So the frozen meal goes out and then the dry goods go in a different box, different postage. So we luckily we had the margin, like we had it built in. So people don't, when they order, they don't know that they're going to get two boxes. But we're actually paying two different shipping charges to get the product.

And that was just something we had to do. We're actually separating all the dry goods right now to a different to a different checkout and a different storefront, it's going to be the pantry section. So yeah, completely separate. So that's going to go away. That'll be like the beginning of next month.

So that was challenges. And then another challenge I'll never forget these is when we first started shipping, we were doing gel packs. And, all of our food's frozen. It's dense, too. It's really thick. It stays frozen pretty well. We pack the boxes, and I would we have to order gel packs.

there's several struggles around that one. One is, sometimes we've run out of gel packs. We're supposed to ship the box out, but we don't have any gel packs. Alright we're not shipping the box out, right? Doesn't happen. And then two was like, I found out that you need to have a gel pack in the freezer, especially these big freezers that we were using at the time.

A week, they should be in there a week to make sure that they're fully frozen. And so there was this time of we only had a certain amount of space in the freezer and then we'd use all these gel packs and we'd have to put more gel packs in, but they wouldn't be frozen in time , to keep the food cold enough.

So that was a struggle. And and then summertime came around cause we were doing this all in the winter is when we started shipping and then summer came around and all of a sudden I'm getting emails of people saying that food was showing up thawed. And I'm like, Oh my gosh. Like I was, it was, there was like a heavy moment of are we might be in trouble right now.

So we'd have to just ship a new box, and cross our fingers. And then usually it would show up. It's just, sometimes it got delayed a day or something like that. Or it was sitting in a hot truck or a hot warehouse and the gel packs were just not enough. So I had to move to dry ice. Which is extraordinarily more expensive than gel pack.

I mean our costs went from 350 bucks for gel packs to 1, 500 a month for dry ice. Just like overnight, but again, margin was there. So those were some struggles to learn early on and yeah. And now we're just dry ice only and everything shows up like a, it shows up like a brick now.

Yeah. When you, yeah. And then one other struggle is okay, we're in a kitchen, a commercial kitchen that we rent. And to do this kind of shipping is you have to have boxes with temperature controlled liners. You've probably seen 'em, right? It's like these. Thick, like paper kind of mushy cardboard liners.

And it takes a huge amount of space. You have to order by the pallet. And all of a sudden I have three pallets of boxes show up that we don't have the space for in our rental kitchen. And I'm trying to figure out okay, like, how are we going to Tetris these liners and boxes into our small little storage space?

And then, we're getting low, I have to order another pallet and then it has to cut. It's just the logistics of it was like, it was tough in the beginning before we'd like really figured some stuff out and got some good help. But yeah, there was a lot to like kind of work through in the, in those early days.

==================================================

What the task requires: Repeat the passage about shipping frozen food from "So that was challenges." up to and including "at the time.", swapping "gel packs" for "ice packs".

[Stored items from a collection]
==================================================

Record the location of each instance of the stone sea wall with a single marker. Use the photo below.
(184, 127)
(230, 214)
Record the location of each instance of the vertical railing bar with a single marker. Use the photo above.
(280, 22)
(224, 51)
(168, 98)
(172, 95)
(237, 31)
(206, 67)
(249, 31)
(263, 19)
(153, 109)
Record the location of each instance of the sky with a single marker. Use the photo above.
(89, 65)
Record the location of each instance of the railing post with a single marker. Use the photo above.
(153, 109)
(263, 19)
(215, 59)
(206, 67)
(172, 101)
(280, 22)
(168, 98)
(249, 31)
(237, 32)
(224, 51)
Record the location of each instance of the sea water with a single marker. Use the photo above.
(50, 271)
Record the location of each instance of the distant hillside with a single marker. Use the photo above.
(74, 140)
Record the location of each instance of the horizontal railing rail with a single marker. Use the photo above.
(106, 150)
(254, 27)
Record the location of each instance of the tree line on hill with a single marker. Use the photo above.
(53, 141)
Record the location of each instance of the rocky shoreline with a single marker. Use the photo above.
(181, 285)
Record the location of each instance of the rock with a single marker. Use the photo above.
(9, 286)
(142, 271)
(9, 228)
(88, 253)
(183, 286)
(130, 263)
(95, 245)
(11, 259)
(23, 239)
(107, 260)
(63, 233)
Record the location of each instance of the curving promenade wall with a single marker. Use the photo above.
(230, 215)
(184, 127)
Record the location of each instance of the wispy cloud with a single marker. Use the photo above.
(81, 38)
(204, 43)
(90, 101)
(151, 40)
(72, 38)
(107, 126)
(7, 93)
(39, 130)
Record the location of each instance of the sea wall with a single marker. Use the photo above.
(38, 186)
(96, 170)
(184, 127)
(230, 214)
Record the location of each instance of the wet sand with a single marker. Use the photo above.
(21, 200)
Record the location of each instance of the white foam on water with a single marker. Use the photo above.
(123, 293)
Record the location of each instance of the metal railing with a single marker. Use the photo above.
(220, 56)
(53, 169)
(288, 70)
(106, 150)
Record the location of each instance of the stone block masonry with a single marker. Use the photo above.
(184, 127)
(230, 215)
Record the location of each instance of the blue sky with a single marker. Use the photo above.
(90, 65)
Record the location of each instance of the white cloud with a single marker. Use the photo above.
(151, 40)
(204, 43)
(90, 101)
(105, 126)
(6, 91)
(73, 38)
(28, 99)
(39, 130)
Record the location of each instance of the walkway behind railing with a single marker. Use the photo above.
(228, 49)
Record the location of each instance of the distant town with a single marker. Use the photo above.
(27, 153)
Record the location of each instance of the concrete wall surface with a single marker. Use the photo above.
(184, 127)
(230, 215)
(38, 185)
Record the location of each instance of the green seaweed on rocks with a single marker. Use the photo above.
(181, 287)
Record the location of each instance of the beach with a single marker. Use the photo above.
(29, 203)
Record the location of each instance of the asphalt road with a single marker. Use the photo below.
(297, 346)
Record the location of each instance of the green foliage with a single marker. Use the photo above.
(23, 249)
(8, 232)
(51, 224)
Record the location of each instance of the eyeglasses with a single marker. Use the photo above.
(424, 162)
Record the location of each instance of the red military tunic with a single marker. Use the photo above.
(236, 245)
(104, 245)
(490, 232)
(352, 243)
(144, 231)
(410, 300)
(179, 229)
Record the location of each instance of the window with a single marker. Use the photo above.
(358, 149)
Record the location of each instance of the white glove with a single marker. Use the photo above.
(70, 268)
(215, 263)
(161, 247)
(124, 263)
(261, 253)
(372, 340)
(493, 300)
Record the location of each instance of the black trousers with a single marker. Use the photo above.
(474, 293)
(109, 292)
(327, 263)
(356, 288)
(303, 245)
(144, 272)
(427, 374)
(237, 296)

==================================================

Response to the task:
So that was challenges. And then another challenge I'll never forget these is when we first started shipping, we were doing ice packs. And, all of our food's frozen. It's dense, too. It's really thick. It stays frozen pretty well. We pack the boxes, and I would we have to order ice packs.

there's several struggles around that one. One is, sometimes we've run out of ice packs. We're supposed to ship the box out, but we don't have any ice packs. Alright we're not shipping the box out, right? Doesn't happen. And then two was like, I found out that you need to have a gel pack in the freezer, especially these big freezers that we were using at the time.